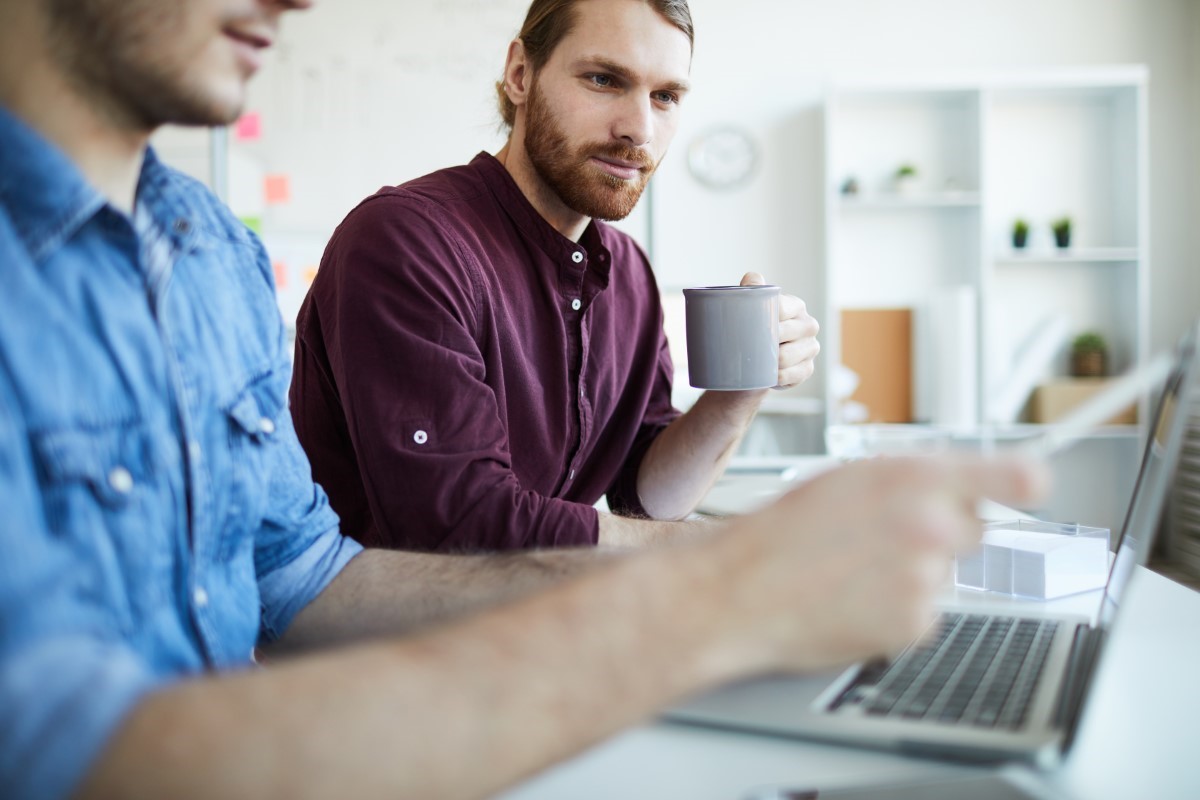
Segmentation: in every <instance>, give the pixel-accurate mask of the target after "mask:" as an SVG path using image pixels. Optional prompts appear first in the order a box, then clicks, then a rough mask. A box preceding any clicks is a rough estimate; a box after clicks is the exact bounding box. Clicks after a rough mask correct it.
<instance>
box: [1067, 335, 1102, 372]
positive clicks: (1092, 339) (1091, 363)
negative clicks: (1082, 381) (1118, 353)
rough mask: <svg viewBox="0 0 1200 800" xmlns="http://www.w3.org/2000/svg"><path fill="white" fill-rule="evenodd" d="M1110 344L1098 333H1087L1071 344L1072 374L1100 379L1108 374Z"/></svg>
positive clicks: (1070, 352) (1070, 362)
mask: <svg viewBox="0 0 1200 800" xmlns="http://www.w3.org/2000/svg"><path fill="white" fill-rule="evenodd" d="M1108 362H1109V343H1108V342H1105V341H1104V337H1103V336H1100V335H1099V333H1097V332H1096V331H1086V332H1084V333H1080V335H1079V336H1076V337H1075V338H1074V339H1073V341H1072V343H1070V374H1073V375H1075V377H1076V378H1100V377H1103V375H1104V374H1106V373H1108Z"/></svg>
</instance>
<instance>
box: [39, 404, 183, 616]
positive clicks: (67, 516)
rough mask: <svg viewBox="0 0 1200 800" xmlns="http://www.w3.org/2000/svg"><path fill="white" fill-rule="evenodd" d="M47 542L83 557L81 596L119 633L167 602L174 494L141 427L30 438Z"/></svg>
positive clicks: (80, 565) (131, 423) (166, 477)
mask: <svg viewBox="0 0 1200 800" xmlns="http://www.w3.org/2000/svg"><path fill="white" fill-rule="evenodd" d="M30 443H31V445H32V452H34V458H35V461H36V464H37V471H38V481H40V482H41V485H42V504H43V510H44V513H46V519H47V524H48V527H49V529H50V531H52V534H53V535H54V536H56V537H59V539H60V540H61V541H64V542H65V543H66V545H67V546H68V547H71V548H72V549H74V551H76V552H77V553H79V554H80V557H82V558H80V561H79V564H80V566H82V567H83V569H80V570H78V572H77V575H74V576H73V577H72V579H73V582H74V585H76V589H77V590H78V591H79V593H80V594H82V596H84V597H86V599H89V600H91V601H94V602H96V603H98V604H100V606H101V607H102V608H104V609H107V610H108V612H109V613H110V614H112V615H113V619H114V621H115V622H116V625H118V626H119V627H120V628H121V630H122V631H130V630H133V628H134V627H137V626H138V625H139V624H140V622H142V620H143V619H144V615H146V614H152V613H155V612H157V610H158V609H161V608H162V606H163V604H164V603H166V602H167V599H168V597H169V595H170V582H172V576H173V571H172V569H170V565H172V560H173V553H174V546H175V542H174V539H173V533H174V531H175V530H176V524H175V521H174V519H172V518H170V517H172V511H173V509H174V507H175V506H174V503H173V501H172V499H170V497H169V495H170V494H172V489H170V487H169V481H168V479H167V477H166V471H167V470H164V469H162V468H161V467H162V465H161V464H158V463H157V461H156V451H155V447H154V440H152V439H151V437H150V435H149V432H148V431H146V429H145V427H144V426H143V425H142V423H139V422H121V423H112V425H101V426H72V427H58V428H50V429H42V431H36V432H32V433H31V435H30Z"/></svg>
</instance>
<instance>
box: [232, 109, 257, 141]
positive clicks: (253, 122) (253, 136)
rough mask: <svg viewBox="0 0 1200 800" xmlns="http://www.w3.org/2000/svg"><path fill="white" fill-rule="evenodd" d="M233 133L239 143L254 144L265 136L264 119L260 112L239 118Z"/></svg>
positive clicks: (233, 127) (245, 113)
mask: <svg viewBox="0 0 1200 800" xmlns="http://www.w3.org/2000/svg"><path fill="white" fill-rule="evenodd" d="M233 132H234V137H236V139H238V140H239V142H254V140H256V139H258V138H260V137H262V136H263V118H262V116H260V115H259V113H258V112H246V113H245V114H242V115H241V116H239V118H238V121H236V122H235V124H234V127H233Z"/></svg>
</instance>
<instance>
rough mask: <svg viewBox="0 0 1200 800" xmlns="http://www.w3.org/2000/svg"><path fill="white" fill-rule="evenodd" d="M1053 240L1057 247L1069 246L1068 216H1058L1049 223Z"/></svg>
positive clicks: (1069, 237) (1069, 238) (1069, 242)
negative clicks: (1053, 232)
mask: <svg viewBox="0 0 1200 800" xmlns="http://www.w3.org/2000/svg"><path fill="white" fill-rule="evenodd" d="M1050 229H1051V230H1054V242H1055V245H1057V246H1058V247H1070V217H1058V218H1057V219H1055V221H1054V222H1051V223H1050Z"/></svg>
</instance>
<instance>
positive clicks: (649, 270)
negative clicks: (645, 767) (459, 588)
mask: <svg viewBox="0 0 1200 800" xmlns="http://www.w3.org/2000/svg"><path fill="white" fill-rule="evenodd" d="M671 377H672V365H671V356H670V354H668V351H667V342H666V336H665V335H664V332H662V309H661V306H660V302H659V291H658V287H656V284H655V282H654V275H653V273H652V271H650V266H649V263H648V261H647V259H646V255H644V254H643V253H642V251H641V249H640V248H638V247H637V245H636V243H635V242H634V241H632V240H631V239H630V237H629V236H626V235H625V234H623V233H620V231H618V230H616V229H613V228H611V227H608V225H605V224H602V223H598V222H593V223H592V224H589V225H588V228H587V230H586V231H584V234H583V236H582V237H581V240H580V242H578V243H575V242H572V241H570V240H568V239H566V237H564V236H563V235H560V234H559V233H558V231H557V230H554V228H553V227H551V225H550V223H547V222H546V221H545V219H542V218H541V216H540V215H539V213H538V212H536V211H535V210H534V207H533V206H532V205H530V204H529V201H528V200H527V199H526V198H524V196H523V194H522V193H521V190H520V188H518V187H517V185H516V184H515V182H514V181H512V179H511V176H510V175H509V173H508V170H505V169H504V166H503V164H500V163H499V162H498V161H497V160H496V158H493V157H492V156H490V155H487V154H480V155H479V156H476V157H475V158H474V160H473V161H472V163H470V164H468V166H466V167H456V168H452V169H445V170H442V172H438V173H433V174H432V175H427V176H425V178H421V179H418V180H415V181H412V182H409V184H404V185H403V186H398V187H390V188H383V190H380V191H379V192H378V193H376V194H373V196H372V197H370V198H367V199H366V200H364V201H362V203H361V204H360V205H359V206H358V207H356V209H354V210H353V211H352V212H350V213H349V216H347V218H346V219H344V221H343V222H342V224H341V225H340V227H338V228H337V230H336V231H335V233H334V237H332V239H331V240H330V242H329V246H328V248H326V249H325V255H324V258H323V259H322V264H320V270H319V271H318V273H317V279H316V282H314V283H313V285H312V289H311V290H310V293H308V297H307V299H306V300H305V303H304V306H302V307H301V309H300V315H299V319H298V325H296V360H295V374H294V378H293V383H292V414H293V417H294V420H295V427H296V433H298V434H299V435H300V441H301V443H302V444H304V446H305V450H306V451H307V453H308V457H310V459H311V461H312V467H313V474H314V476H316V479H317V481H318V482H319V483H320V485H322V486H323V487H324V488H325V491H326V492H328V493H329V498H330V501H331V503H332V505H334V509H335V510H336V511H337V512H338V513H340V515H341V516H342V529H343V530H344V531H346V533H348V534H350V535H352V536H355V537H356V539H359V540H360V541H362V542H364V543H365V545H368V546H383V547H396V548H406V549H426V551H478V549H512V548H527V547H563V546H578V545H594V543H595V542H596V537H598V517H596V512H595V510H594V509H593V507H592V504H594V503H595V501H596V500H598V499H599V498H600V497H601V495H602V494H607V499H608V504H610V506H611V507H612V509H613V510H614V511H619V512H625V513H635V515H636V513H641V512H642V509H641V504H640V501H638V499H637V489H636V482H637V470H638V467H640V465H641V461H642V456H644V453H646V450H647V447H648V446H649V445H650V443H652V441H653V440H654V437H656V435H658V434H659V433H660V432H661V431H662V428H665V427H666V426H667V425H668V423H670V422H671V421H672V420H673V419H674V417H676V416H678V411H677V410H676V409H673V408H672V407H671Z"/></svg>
...
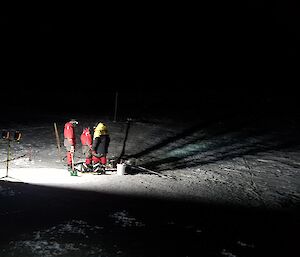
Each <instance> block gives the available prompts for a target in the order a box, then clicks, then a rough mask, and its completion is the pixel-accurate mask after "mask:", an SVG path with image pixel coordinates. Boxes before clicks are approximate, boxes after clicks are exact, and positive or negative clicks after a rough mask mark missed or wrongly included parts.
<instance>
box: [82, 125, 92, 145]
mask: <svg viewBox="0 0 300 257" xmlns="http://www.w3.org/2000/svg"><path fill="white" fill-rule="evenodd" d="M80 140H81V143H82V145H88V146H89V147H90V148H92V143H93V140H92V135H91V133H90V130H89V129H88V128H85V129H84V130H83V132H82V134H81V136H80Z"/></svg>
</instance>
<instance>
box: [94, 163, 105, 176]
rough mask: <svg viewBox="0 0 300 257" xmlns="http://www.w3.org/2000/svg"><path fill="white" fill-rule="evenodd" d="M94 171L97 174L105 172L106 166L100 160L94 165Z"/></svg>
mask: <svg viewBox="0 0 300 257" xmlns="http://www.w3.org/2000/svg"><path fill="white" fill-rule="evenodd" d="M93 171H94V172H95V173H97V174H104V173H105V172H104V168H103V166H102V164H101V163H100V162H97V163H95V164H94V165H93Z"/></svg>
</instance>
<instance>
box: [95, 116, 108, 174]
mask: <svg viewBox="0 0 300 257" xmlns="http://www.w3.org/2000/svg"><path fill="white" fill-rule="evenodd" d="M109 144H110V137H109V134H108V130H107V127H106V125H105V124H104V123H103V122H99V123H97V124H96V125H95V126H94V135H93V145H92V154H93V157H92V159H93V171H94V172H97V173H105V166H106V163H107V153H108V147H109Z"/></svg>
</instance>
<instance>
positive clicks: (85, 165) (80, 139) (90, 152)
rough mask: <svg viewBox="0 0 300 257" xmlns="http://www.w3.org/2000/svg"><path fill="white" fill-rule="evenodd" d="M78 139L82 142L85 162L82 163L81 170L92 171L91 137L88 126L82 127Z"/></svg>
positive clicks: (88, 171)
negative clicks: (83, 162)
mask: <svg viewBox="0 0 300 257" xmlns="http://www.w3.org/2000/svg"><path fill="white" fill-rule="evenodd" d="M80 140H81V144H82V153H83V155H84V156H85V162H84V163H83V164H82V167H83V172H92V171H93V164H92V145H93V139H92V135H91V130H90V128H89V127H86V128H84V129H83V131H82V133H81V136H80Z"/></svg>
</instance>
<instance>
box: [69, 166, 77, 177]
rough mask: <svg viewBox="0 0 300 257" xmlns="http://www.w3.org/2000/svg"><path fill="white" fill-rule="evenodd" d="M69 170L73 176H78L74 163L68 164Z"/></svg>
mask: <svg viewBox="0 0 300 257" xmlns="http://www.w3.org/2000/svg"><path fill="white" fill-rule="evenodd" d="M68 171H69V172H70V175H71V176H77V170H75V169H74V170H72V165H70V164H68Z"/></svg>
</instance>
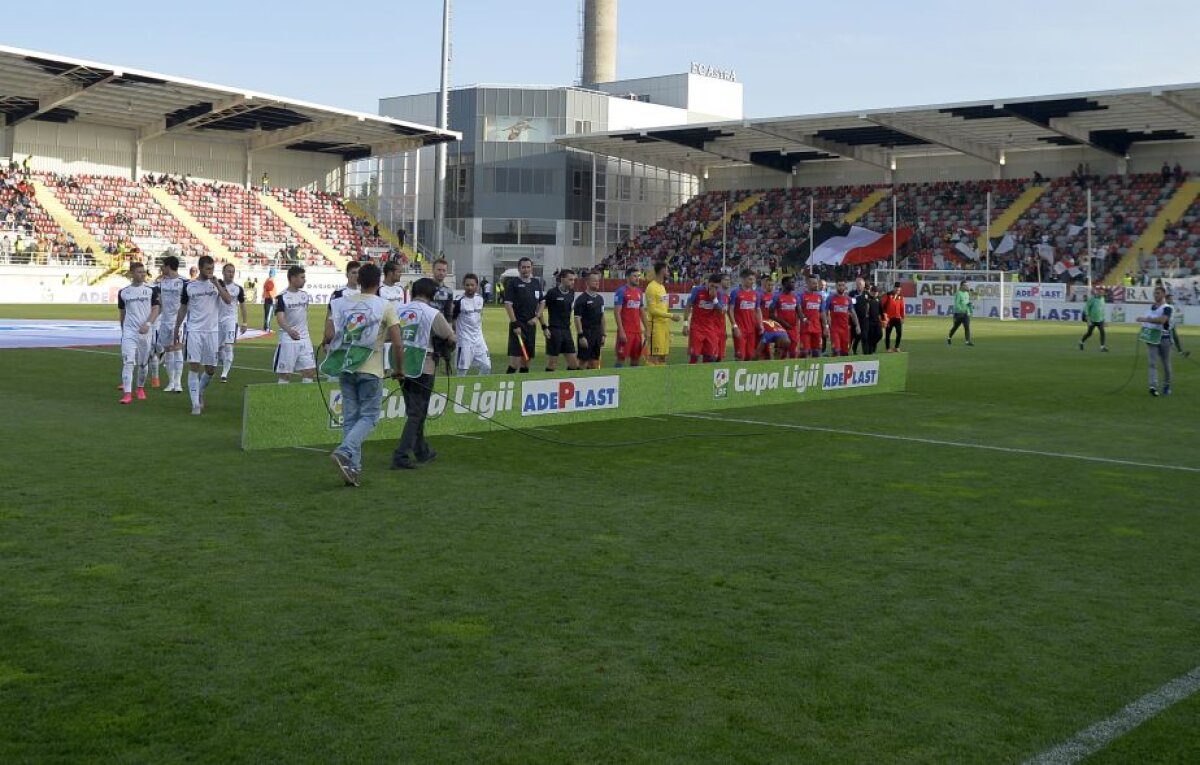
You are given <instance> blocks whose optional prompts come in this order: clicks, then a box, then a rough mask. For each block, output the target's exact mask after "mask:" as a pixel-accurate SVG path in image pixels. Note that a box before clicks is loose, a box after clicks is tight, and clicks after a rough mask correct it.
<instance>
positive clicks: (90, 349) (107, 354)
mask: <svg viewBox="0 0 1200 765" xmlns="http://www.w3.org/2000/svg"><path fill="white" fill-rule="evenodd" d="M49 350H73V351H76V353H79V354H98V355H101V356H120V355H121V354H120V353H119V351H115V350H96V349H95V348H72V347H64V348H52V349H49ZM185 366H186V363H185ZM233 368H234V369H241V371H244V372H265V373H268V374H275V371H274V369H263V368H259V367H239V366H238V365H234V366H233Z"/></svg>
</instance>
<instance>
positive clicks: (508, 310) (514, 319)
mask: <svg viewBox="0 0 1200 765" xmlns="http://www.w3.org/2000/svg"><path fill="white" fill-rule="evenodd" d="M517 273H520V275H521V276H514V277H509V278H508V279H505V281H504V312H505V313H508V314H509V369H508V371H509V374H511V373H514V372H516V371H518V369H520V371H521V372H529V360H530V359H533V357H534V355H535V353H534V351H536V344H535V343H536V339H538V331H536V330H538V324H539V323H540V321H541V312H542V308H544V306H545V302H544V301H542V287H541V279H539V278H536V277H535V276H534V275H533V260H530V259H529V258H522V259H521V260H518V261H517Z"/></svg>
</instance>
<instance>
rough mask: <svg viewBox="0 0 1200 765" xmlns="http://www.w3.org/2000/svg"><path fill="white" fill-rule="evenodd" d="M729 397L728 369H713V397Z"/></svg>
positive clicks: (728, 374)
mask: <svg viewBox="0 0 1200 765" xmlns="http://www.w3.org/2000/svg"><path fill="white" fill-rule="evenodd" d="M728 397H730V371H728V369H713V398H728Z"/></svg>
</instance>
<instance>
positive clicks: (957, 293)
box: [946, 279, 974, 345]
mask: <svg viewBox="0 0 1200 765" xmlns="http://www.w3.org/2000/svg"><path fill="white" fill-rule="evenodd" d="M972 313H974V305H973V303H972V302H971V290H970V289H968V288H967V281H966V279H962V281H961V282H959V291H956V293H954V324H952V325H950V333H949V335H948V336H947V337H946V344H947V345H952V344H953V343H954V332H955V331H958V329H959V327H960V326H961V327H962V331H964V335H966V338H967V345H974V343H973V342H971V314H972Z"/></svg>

**What is required**
Could you set down, exactly as written, the lines above between the one holding "Segmentation: in every" and the one holding "542L83 557L81 596L119", inclusive, and nothing more?

**Finished task**
Segmentation: in every <instance>, give the pixel-accurate mask of the target after "mask:" as an SVG path using image pixels. Optional prompts appear first in the order a box, then clicks, then a rough mask. A box preceding any clicks is a rough estimate; a box after clicks is the exact bounding box. Clicks after a rough mask correct it.
<instance>
box: [1067, 335, 1102, 372]
positive clicks: (1092, 339) (1091, 363)
negative clicks: (1082, 381) (1118, 353)
rough mask: <svg viewBox="0 0 1200 800" xmlns="http://www.w3.org/2000/svg"><path fill="white" fill-rule="evenodd" d="M1110 344L1098 333H1087L1071 344L1072 374L1100 379L1108 374Z"/></svg>
positive clicks: (1070, 352) (1070, 362)
mask: <svg viewBox="0 0 1200 800" xmlns="http://www.w3.org/2000/svg"><path fill="white" fill-rule="evenodd" d="M1108 362H1109V343H1108V342H1105V341H1104V337H1103V336H1100V335H1099V333H1097V332H1096V331H1086V332H1084V333H1080V335H1079V336H1076V337H1075V338H1074V339H1073V341H1072V343H1070V374H1073V375H1075V377H1076V378H1100V377H1103V375H1104V374H1106V373H1108Z"/></svg>
</instance>
<instance>
box: [39, 404, 183, 616]
positive clicks: (67, 516)
rough mask: <svg viewBox="0 0 1200 800" xmlns="http://www.w3.org/2000/svg"><path fill="white" fill-rule="evenodd" d="M47 542L83 557L81 596L119 633L167 602L174 494L141 427L30 438Z"/></svg>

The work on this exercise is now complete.